## BEGIN Provided data
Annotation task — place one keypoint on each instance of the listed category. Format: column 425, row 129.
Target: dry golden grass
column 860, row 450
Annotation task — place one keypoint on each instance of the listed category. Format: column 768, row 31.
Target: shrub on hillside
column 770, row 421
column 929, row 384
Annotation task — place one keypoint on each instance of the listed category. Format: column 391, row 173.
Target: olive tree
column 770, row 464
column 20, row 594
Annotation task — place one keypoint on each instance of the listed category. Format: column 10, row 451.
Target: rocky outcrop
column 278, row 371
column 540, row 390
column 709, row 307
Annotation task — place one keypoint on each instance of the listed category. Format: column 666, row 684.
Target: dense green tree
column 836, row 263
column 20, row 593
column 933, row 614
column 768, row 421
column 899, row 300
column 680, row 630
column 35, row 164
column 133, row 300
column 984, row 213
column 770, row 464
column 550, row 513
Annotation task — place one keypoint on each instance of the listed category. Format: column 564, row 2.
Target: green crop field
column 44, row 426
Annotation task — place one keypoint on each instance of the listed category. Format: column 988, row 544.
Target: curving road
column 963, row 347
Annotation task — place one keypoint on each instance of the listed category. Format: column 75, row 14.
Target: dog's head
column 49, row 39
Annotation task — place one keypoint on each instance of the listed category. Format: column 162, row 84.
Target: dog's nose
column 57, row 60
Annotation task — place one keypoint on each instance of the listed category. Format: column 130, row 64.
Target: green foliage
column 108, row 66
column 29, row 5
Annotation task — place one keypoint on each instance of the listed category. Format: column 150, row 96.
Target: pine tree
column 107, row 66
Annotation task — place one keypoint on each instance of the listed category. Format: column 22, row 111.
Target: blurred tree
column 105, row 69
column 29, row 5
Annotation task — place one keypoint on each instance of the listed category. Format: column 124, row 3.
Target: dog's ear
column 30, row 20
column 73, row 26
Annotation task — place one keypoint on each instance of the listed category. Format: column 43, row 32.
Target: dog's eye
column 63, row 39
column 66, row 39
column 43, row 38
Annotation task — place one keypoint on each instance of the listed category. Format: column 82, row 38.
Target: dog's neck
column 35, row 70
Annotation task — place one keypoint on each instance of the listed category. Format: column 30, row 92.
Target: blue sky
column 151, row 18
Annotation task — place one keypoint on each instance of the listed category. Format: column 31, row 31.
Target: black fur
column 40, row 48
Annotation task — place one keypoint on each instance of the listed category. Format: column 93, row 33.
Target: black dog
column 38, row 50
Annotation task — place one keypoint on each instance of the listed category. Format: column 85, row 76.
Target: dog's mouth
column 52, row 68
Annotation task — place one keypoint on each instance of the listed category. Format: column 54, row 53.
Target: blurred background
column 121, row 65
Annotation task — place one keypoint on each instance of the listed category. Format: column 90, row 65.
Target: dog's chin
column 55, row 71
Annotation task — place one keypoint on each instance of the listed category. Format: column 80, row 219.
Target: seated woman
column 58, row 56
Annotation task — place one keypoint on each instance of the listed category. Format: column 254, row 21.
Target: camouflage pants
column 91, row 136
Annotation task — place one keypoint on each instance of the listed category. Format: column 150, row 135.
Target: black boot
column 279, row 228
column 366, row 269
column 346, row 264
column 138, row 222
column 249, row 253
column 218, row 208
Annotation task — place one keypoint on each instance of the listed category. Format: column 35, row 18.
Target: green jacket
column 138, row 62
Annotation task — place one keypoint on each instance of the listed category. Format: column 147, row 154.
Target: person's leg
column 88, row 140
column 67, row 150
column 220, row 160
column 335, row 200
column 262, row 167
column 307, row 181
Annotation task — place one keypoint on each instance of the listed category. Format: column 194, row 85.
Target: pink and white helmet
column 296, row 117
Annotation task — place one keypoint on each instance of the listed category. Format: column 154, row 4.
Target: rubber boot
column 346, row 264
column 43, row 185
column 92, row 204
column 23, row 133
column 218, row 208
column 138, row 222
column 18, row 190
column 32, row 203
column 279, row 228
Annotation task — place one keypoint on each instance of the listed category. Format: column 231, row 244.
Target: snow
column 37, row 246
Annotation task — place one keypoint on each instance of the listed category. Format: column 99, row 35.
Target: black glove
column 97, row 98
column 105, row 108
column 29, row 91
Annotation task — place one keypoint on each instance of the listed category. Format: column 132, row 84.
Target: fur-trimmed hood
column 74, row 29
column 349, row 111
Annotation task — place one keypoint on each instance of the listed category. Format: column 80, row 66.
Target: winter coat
## END Provided data
» **Description of the task**: Can you write out all of the material again, substituting "marker" for every "keypoint" and leaving everything else unchanged?

» **Output**:
Annotation task — place one marker on each instance of the listed category. Format: column 425, row 129.
Target: dry golden grass
column 860, row 450
Annotation task — place one marker on each instance of the listed category. Format: column 768, row 31.
Target: shrub on hillside
column 770, row 421
column 929, row 384
Annotation task — place one marker on each instance of the listed category. Format: column 391, row 173.
Target: olive tree
column 770, row 464
column 20, row 594
Annotation task — place one marker on each instance of the listed category. Format: column 10, row 451.
Target: rocky outcrop
column 278, row 371
column 540, row 390
column 709, row 307
Annotation task — place one marker on each instance of the listed category. Format: column 666, row 684.
Target: dense green tree
column 836, row 263
column 20, row 593
column 933, row 614
column 768, row 421
column 899, row 300
column 680, row 630
column 35, row 164
column 133, row 300
column 984, row 213
column 770, row 464
column 550, row 513
Annotation task — place one marker on each instance of the listed category. Format: column 564, row 2.
Target: green crop field
column 44, row 426
Annotation task — place one marker on each instance of the listed category. Format: column 988, row 544.
Target: curving road
column 963, row 347
Annotation task — place one marker on each instance of the listed category. Format: column 75, row 14.
Target: dog's head
column 49, row 39
Annotation task — place one marker on each instance of the listed category. Format: column 162, row 84.
Target: dog's nose
column 57, row 60
Annotation task — place one marker on each instance of the listed category. Format: column 130, row 64.
Target: green foliage
column 108, row 66
column 29, row 5
Annotation task — place one marker on each instance of the listed category. Format: column 150, row 96.
Target: pine tree
column 107, row 66
Annotation task — place one marker on each instance of the listed category. Format: column 22, row 111.
Target: blurred tree
column 105, row 69
column 29, row 5
Annotation task — place one marker on each instance of the listed category. Format: column 124, row 3.
Target: dog's ear
column 30, row 20
column 73, row 26
Annotation task — place one marker on each instance of the listed category. Format: column 43, row 32.
Target: dog's eye
column 63, row 39
column 66, row 39
column 43, row 38
Annotation task — place one marker on each instance of the listed category. Format: column 82, row 38.
Target: dog's neck
column 35, row 70
Annotation task — place one marker on each instance of the listed category. Format: column 30, row 92.
Target: blue sky
column 151, row 18
Annotation task — place one marker on each instance of the listed category. Format: column 31, row 31.
Target: black fur
column 40, row 48
Annotation task — place one marker on each instance of the listed category. Format: column 93, row 33.
Target: black dog
column 38, row 50
Annotation task — place one marker on each instance of the listed category. Format: column 85, row 76.
Target: dog's mouth
column 52, row 68
Annotation task — place one marker on each instance of the listed category. Format: column 54, row 53.
Target: blurred background
column 121, row 65
Annotation task — place one marker on each instance of the listed category. Format: column 90, row 65.
Target: dog's chin
column 55, row 71
Annotation task — place one marker on each instance of the listed category. Format: column 80, row 219.
Target: seated woman
column 58, row 56
Annotation task — place one marker on each instance of the listed category. Format: column 254, row 21.
Target: camouflage pants
column 91, row 136
Annotation task — place one marker on each instance of the listed category. Format: column 150, row 135.
Target: black boot
column 279, row 228
column 366, row 269
column 346, row 264
column 138, row 222
column 249, row 253
column 218, row 208
Annotation task — place one marker on each instance of the listed category. Format: column 35, row 18.
Target: green jacket
column 138, row 62
Annotation task — place one marker on each instance of the listed category. Format: column 147, row 154.
Target: person's leg
column 88, row 140
column 67, row 150
column 220, row 160
column 335, row 200
column 262, row 167
column 307, row 181
Annotation task — place one marker on each instance of the listed category. Format: column 194, row 85.
Target: pink and white helmet
column 296, row 117
Annotation task — place one marker on each instance of the listed category. Format: column 154, row 4.
Target: rubber boot
column 346, row 264
column 43, row 185
column 92, row 204
column 23, row 133
column 218, row 208
column 138, row 222
column 18, row 190
column 32, row 203
column 279, row 228
Annotation task — place one marker on each instance of the listed category. Format: column 231, row 244.
Target: snow
column 37, row 246
Annotation task — place one marker on each instance of the listed category. Format: column 99, row 35.
Target: black glove
column 97, row 98
column 105, row 108
column 29, row 91
Annotation task — place one marker on each instance of the listed category. Format: column 132, row 84.
Target: fur-trimmed hood
column 74, row 29
column 349, row 111
Annotation task — place one marker on each instance of the listed category. Format: column 80, row 66.
Target: winter coat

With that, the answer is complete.